EXERCISES.
A: In the passage on MISO's market platform project, what total spending limit did the project start with?
B: Gather every line of the rows that contains the string "face". Case counts.

--- DOCUMENT EXTRACT ---

MISO said it’s “adjusting the remaining scope to conclude the program in 2026,” and will cut its work to build a new unit dispatch system from the multiyear effort. That undertaking will become a standalone project.

MISO’s unit dispatch system balances generation and load in five-minute intervals to clear the real-time market, selecting generators’ offered megawatts and prices while managing transmission congestion and meeting reserve requirements. The system sends five-minute dispatch and price signals to generators based on bids and system need.

MISO’s removal of a new unit dispatch system from the market platform project means that the RTO will spend an estimated $154 million on the market platform swap-out, not including the unit dispatch system. MISO began the platform project with a $130 million budget plus a 25% contingency, bringing the total spending limit to $162.5 million.

MISO said even though it’s cutting out the capstone task of the platform replacement project, the work thus far on the project would deliver about $425 million in benefits.

“Obviously, we’ve spent more than we anticipated,” MISO’s Scott Daugherty said during a Jan. 15 meeting of the Market Subcommittee. Daugherty added the expense is part of MISO being on the “cutting edge” of incorporating the newest technologies.

--- DATA SUPPLIED ---

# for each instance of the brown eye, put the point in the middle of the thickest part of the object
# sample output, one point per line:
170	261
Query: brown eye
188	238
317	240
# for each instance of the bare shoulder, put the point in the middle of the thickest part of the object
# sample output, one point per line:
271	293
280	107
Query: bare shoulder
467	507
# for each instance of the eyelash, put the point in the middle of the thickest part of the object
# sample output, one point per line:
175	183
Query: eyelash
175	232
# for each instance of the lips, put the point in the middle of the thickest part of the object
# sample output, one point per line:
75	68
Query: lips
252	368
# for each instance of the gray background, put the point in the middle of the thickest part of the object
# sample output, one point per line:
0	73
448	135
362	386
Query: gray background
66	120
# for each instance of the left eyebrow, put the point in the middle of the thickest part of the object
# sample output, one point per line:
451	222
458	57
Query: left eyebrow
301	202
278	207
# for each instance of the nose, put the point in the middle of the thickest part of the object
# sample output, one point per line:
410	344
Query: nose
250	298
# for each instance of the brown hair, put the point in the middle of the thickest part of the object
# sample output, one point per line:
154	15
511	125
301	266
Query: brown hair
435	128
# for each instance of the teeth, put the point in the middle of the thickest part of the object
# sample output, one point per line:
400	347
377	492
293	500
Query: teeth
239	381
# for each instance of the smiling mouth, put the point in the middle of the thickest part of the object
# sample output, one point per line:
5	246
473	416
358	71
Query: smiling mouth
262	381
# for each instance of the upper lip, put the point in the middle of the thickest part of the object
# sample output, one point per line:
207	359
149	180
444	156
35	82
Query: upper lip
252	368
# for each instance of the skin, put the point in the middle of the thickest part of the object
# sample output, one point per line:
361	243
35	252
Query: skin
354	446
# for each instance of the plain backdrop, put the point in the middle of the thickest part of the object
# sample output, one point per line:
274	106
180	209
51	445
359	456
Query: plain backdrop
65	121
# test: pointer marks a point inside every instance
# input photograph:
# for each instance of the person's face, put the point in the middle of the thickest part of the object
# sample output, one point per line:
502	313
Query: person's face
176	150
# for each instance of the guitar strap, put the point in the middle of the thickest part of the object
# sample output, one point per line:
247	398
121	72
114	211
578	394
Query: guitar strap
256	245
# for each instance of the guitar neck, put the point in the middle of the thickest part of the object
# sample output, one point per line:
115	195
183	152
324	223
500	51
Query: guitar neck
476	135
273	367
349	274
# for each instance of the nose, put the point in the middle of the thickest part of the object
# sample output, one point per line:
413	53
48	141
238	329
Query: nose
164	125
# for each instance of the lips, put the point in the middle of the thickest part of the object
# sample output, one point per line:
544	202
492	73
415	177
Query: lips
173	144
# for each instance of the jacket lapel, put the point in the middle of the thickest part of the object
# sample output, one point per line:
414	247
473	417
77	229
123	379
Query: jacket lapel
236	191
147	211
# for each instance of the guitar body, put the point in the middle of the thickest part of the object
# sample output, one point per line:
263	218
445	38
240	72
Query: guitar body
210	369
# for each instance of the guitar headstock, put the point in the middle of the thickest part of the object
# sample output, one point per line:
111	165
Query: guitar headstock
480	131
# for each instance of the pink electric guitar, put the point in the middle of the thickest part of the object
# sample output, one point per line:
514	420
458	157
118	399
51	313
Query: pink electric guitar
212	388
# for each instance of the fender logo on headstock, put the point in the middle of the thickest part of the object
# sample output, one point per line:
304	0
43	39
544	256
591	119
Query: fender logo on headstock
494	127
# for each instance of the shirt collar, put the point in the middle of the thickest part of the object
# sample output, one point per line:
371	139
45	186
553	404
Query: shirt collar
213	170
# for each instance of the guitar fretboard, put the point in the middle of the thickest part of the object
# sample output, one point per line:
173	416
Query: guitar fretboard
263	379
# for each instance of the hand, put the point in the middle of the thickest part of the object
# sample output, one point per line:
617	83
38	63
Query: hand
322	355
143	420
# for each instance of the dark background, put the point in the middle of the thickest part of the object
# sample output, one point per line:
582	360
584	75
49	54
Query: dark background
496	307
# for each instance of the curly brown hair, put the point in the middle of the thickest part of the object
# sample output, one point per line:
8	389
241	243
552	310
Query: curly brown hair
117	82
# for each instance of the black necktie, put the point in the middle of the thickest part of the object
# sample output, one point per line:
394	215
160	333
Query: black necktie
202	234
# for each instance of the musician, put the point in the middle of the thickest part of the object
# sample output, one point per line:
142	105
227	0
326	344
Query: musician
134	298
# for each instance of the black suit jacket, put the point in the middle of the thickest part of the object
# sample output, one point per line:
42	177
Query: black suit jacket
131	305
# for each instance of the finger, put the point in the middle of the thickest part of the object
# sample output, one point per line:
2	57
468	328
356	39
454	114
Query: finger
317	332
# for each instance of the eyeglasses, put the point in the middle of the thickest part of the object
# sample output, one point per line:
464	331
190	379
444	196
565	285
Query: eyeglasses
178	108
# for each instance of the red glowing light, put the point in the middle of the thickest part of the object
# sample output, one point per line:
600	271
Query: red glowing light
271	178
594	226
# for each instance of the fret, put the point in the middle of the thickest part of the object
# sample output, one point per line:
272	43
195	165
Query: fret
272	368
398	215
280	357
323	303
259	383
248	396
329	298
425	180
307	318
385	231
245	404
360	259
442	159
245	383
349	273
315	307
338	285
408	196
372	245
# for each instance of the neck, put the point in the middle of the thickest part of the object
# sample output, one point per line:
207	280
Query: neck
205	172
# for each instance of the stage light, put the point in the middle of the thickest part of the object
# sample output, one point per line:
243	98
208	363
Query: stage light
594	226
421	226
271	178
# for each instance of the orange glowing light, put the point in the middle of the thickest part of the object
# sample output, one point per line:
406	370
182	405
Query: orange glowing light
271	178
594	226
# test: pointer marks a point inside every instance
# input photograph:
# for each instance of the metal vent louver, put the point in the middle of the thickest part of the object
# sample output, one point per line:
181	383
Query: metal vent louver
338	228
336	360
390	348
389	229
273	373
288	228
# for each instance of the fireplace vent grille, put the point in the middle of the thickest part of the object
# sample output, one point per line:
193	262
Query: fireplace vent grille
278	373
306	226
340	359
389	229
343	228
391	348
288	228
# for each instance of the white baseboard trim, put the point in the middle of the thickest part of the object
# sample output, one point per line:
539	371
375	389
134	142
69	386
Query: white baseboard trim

---

RESPONSE LIST.
A: $162.5 million

B:
# for each instance of the person's face, put the point in the middle of the thickest part of the object
Query: person's face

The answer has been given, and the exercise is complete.